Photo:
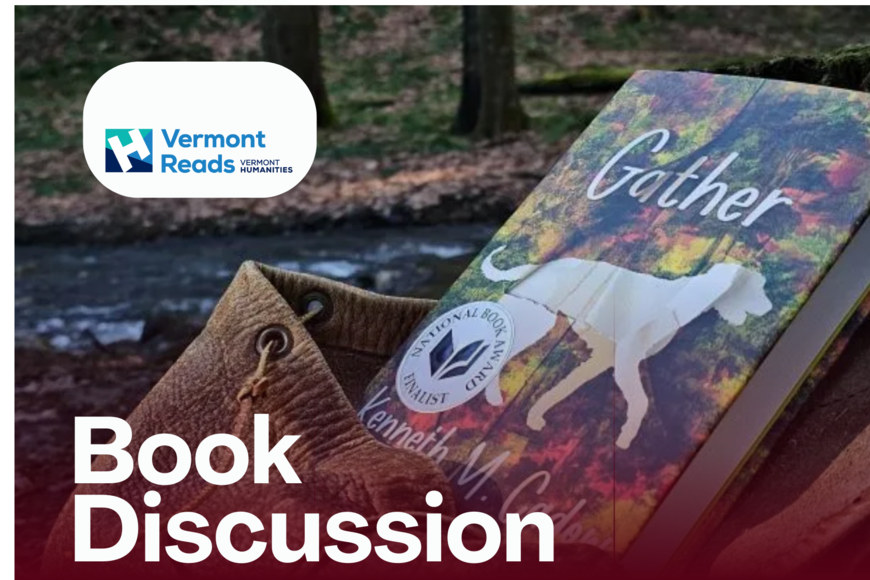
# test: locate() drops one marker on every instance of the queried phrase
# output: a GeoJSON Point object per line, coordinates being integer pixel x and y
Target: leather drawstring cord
{"type": "Point", "coordinates": [254, 386]}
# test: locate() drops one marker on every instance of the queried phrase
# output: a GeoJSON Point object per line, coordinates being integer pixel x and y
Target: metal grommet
{"type": "Point", "coordinates": [277, 334]}
{"type": "Point", "coordinates": [319, 302]}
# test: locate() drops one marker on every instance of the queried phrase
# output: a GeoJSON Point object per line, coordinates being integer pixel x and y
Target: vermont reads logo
{"type": "Point", "coordinates": [129, 151]}
{"type": "Point", "coordinates": [212, 129]}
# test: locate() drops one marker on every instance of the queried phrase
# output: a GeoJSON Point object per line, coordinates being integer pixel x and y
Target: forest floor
{"type": "Point", "coordinates": [393, 78]}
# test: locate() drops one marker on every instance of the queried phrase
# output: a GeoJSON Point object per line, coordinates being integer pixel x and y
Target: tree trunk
{"type": "Point", "coordinates": [291, 38]}
{"type": "Point", "coordinates": [469, 103]}
{"type": "Point", "coordinates": [500, 110]}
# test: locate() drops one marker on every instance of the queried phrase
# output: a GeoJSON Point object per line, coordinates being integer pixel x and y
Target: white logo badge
{"type": "Point", "coordinates": [455, 357]}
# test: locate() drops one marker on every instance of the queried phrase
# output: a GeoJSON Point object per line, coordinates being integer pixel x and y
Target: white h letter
{"type": "Point", "coordinates": [121, 151]}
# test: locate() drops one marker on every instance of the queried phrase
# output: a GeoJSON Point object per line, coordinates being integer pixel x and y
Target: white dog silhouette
{"type": "Point", "coordinates": [623, 316]}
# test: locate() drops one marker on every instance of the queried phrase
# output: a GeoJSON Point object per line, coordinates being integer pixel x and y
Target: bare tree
{"type": "Point", "coordinates": [499, 110]}
{"type": "Point", "coordinates": [291, 38]}
{"type": "Point", "coordinates": [469, 103]}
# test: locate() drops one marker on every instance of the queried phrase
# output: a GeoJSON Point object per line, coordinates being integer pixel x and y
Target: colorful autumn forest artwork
{"type": "Point", "coordinates": [807, 146]}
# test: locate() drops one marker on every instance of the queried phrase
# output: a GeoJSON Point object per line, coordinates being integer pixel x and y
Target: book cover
{"type": "Point", "coordinates": [593, 348]}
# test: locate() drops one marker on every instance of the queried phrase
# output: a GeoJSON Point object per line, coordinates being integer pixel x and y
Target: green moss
{"type": "Point", "coordinates": [846, 68]}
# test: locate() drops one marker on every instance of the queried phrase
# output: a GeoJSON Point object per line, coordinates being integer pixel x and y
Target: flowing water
{"type": "Point", "coordinates": [73, 298]}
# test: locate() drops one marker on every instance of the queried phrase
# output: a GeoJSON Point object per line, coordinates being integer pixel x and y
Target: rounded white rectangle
{"type": "Point", "coordinates": [199, 129]}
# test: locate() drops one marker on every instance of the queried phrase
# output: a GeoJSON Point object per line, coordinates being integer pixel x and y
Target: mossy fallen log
{"type": "Point", "coordinates": [847, 68]}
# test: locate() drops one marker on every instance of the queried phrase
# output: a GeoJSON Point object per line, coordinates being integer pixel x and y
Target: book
{"type": "Point", "coordinates": [622, 345]}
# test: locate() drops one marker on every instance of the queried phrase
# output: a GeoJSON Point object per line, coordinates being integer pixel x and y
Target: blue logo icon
{"type": "Point", "coordinates": [444, 363]}
{"type": "Point", "coordinates": [129, 151]}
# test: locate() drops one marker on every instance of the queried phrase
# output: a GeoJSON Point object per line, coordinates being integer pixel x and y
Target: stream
{"type": "Point", "coordinates": [73, 298]}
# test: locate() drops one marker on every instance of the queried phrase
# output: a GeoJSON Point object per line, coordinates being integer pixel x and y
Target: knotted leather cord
{"type": "Point", "coordinates": [254, 386]}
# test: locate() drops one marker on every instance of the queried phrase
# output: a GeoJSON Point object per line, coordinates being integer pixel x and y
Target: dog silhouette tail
{"type": "Point", "coordinates": [512, 275]}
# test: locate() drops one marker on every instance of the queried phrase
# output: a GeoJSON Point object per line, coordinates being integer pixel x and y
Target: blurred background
{"type": "Point", "coordinates": [435, 122]}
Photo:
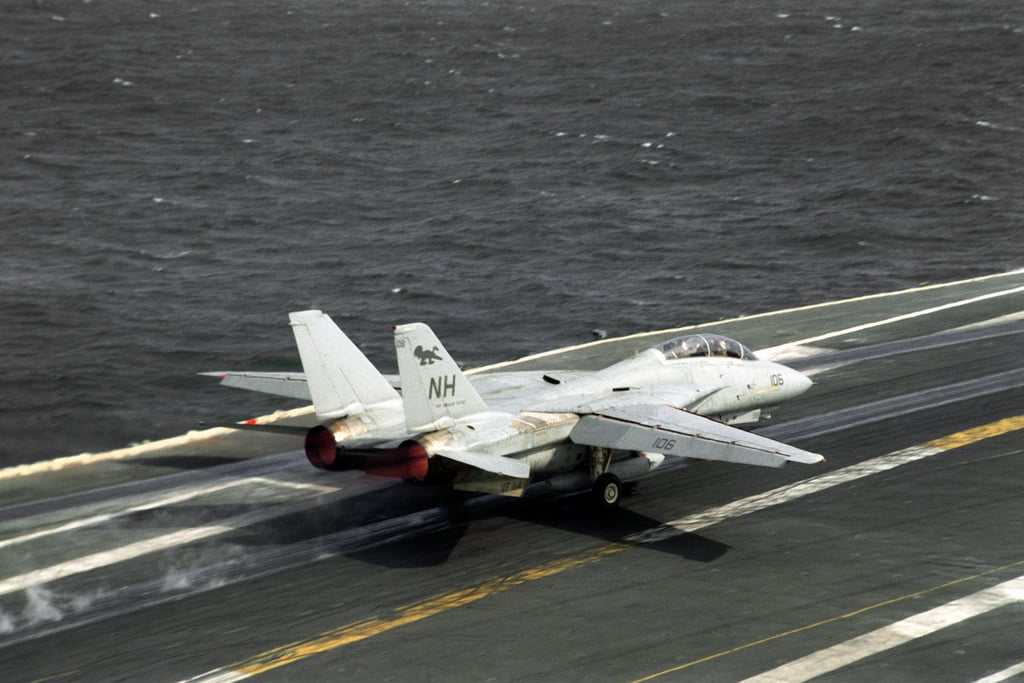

==================================================

:: Activity ::
Copy every record exactly as written, leaving out the pictures.

:: Result of this task ::
Photo:
# test: locate() drops one marker on every instance of the queried phrase
# output: a GeoJSON Point object per line, coordinates being integer pixel x and y
Target: leather drawstring cord
{"type": "Point", "coordinates": [254, 386]}
# test: locate() drops one marker on every instance of the queried phrase
# output: a GeoJSON Point object per line, coordinates being integer pixel x and y
Target: metal grommet
{"type": "Point", "coordinates": [277, 334]}
{"type": "Point", "coordinates": [319, 302]}
# test: locate() drops one marker on every instance of the queried phrase
# output: a GeoJSON Point object per line, coordinates being integer pixel x and y
Target: vermont reads logo
{"type": "Point", "coordinates": [129, 151]}
{"type": "Point", "coordinates": [212, 129]}
# test: locate() drops one marker on every instance of the queried phrase
# output: a GeoJSON Point object per line, coordinates being integer pixel x and y
Target: forest floor
{"type": "Point", "coordinates": [393, 78]}
# test: locate() drops one marker on every instance of the queried phrase
# output: a GeoJSON Point object per line, coordinates being integer pixel x and y
Target: tree trunk
{"type": "Point", "coordinates": [291, 38]}
{"type": "Point", "coordinates": [469, 103]}
{"type": "Point", "coordinates": [500, 110]}
# test: locate() drops one marker on every instance of the queried phrase
# output: a GeoJSON Point object per line, coordinates being integer pixel x and y
Target: white logo badge
{"type": "Point", "coordinates": [455, 357]}
# test: locate() drops one marker on every instance of the queried phrase
# output: a GeoJSON Point object per line, coordinates being integer pixel x and y
Target: white h letter
{"type": "Point", "coordinates": [121, 151]}
# test: locate() drops one marker on every instance of the queried phrase
# output: a GeoJSON Point object per line, coordinates being integer pixel x and y
Target: white dog silhouette
{"type": "Point", "coordinates": [623, 316]}
# test: locate() drops one marker on every instance of the queried phrase
# output: a GeoJSON Point object per line, coordinates being integer pixel x and y
Target: bare tree
{"type": "Point", "coordinates": [499, 110]}
{"type": "Point", "coordinates": [291, 38]}
{"type": "Point", "coordinates": [469, 103]}
# test: locate() drops one marker on every instance of the queried phrase
# output: a GeoJSON Point object per line, coordinates being integer pixel x and y
Target: colorful autumn forest artwork
{"type": "Point", "coordinates": [807, 146]}
# test: locate() drops one marker on every instance of the queried phrase
# output: a GeoJSON Point object per line, coordinates being integer pixel x and y
Target: book cover
{"type": "Point", "coordinates": [593, 348]}
# test: locate() drops one marker on every instance of the queried phrase
# output: a GeoJSON Point object per line, coordinates being integer pixel x and y
Target: green moss
{"type": "Point", "coordinates": [846, 68]}
# test: locate() drops one marker on every instance of the queried phrase
# output: a GeoJSON Point object per line, coordinates being integer pixel x and y
Target: flowing water
{"type": "Point", "coordinates": [73, 298]}
# test: locate() drops one marker on every instance of the queried phrase
# output: a GeoJSON Point object per line, coordinates being integer pixel x and y
Target: rounded white rectangle
{"type": "Point", "coordinates": [199, 129]}
# test: locate() drops one marker on every instance of the queried phrase
# output: a GeoJSON Point object per line, coordinates being integer pixel x and y
Target: mossy fallen log
{"type": "Point", "coordinates": [847, 68]}
# test: locate() drops one marker on every instance of the queried phrase
# output: a GeoJSON Point object per line, coordinates being integer pixel x and y
Target: book
{"type": "Point", "coordinates": [622, 345]}
# test: locate() drops one marker on every instance of the queried phrase
# output: a GeoJSON Point object per line, coordinates being integer pixel x and y
Target: blue logo icon
{"type": "Point", "coordinates": [444, 363]}
{"type": "Point", "coordinates": [129, 151]}
# test: locate() drops one marker on every instance of the queried phrase
# output: a GeoJSON Point object per line, coordinates being integer pixel x and y
Target: stream
{"type": "Point", "coordinates": [73, 298]}
# test: locate() drops one marker on every instance of the queried phrase
# output: a GeoJSON Point object per line, coordinates being integer pixel x and y
Target: knotted leather cord
{"type": "Point", "coordinates": [254, 386]}
# test: locate() drops one marker on every instance of the queried phrase
# output: a GeoJSON Point object per line, coordinates being integer pixel x and y
Target: dog silhouette tail
{"type": "Point", "coordinates": [512, 275]}
# test: locate() drops one marker on every instance of the queried phrase
# output: a GeoJSON Point object per line, coordinates being integer pixel x and y
Target: blurred background
{"type": "Point", "coordinates": [435, 122]}
Photo:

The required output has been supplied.